• _Your tasks_
• 1. According to the autumn reflection, when do the trees outside the patio window lose their leaves?
• 2. Continue the autumn reflection from the point where it stops, following on from its last sentence.

# START OF Page text

Relaxing in my living room, nursing an autumn cold, I cannot help but look in awe at the concert I witness in my patio window. I’m lucky because these trees lose their leaves in mid-November compared to many other bare trees in my area. I feel blessed at this time of year, to see such vibrant colours. But today they are jumping and doing backflips with that cold wind. People pass by snug in their winter parkas and tuques on their way to our local park. I have no intention to brave the cold.
I see the clouds moving and often they are dark and daunting…like a warning, “We’re coming to get you my little golden friends.” For some reason, I hear Dorothy’s witch cackling this. The end is near. The tween times are often difficult…the limbo of this season where we see darkness already by mid-afternoon, tree branches bare…no snow yet…and we wait during this transitional state . Thank goodness for Halloween and trick or treatres bringing joy and life to this time of year…
Until then, I feel blessed to see this vision of beauty Mother nature brings us each year.
Our host, Chèvrefeuille, at Carpe Diem Haiku Kai, published the two winners of the Autumn Kukai last week. I have to say the winners’ masterpieces truly inspired me today. I find haiku is like an abstract painting. The artist knows what he or she is seeing and feeling at that very moment. The reader is like the admirer of the artist’s work, seeing and feeling the words painted on the canvas.
Both haiku inspired me to write. I could not help but see myself in the moment of each ku. Starting with the runner up, Sara McNulty who is a gifted poetess writing waka as well as other forms. I find her poems make you stop…and think.

# END OF Page text
# START OF Extracted entries

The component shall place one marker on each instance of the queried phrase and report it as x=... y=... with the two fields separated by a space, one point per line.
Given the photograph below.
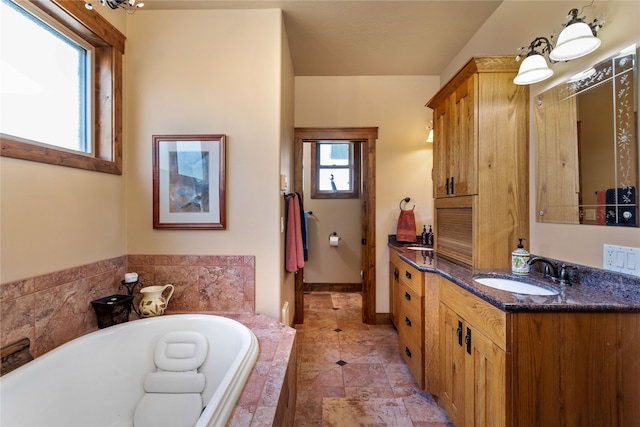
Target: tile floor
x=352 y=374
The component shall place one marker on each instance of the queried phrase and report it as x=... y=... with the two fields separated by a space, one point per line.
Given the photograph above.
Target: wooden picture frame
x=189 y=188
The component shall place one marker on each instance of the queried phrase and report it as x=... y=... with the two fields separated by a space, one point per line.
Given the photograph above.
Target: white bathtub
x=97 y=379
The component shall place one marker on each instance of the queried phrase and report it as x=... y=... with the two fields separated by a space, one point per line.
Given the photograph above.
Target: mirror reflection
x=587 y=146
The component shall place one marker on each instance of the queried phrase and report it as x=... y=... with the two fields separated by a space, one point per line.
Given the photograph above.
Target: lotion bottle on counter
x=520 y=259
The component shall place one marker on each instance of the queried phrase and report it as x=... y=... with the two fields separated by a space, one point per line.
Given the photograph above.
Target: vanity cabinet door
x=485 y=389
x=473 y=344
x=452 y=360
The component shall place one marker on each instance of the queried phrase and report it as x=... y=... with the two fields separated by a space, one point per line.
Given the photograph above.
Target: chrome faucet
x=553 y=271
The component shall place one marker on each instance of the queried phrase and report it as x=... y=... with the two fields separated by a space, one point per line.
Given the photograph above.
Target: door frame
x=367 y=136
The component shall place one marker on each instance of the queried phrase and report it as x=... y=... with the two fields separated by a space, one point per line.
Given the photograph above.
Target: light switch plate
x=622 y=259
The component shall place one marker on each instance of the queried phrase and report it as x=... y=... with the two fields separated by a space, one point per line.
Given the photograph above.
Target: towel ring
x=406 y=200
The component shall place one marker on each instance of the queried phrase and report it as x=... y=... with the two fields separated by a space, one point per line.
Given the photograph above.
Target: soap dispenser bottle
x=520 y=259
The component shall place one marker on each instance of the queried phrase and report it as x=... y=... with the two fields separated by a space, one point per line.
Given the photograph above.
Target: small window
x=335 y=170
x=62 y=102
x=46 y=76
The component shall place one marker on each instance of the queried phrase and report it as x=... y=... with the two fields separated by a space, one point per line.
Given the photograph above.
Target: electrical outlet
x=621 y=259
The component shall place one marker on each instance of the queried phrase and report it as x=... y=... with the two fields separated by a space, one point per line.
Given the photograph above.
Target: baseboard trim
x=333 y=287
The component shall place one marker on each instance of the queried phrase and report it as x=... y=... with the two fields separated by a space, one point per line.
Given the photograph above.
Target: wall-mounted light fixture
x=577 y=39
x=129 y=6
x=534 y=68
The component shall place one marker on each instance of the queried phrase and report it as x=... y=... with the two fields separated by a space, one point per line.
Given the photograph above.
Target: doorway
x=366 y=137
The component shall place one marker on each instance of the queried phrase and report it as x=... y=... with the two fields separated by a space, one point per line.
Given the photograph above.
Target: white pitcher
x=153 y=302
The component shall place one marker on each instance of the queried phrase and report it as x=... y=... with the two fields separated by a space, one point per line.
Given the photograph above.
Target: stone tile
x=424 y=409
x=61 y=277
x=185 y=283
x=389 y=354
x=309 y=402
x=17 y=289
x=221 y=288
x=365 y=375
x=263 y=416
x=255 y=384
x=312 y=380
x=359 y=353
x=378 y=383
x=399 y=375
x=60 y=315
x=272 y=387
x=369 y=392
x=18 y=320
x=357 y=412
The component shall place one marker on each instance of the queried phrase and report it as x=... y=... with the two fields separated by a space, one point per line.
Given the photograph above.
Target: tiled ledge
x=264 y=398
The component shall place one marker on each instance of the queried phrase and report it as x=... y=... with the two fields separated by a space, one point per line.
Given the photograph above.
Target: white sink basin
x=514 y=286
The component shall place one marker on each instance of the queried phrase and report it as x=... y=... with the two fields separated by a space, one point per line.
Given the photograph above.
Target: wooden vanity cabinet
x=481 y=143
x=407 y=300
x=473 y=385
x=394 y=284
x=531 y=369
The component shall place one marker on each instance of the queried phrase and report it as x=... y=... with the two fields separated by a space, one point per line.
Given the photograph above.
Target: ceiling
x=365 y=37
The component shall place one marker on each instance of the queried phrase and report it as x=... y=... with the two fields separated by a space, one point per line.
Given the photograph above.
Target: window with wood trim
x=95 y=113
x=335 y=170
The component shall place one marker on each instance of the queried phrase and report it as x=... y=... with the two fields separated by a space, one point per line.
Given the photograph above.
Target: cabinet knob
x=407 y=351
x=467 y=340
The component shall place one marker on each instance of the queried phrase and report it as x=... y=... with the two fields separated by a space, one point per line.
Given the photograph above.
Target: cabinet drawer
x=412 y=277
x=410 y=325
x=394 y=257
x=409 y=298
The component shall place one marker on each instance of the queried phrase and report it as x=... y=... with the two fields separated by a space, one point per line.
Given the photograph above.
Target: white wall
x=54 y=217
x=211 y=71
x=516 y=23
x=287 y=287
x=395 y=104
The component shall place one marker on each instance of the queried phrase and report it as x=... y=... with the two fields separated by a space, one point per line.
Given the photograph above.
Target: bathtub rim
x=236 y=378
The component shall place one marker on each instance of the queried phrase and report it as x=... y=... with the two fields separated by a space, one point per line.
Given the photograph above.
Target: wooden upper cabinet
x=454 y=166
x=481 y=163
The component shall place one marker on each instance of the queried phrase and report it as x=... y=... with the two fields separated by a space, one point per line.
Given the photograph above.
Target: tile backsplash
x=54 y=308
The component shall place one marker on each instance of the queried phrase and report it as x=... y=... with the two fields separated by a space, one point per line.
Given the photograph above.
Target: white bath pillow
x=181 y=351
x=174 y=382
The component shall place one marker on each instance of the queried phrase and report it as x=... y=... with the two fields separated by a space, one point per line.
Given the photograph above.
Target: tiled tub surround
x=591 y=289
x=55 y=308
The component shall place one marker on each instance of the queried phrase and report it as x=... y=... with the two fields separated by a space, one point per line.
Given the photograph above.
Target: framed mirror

# END OF Extracted entries

• _Expected answers_
• 1. They lose their leaves in mid-November.

• 2.
steaming gold on chilled October evening mug of hot cider
Such a lovely and colourful image I see and remember coming home from school shuffling through falling leaves. The crisp air a sign of the season and walking into GrandMaman’s kitchen…
I’m reminded of November, where November 1st, All Saints’ Day seems to set the stage. Where saints are remembered and their ghosts hover over cemeteries and barren parks. Where naked trees have shed their colours and long bare arms outstretched like Jesus on the cross, weighs on our hearts. November days, damp and cold has not seen the first snow yet to soften the blow of endings.
tearful skies
November rains
say goodbye
And now, the winner’s haiku, Hamish Gunn who is a published author, storyteller and poet, writes a haiku that speaks to me. Yesterday, I wrote an entry in my personal journal on another blog and “letting go” seems to be a sign the universe is telling me in so many ways.
Any parent knows the feeling the first day you bring your child to daycare or school…that first day, that moment you see your child walk into a new setting without you and you still remember what you felt.
Of course at any stage of their lives, you remember those moments. I remember the first day my first-born went to nursery school, the first day at Kindergarten; and then my youngest at fifteen months, going to daycare for a few hours with her brother, wailing, clinging to my breast. Her brother watching over her like a big brother feeling her sorrow tries to make her smile.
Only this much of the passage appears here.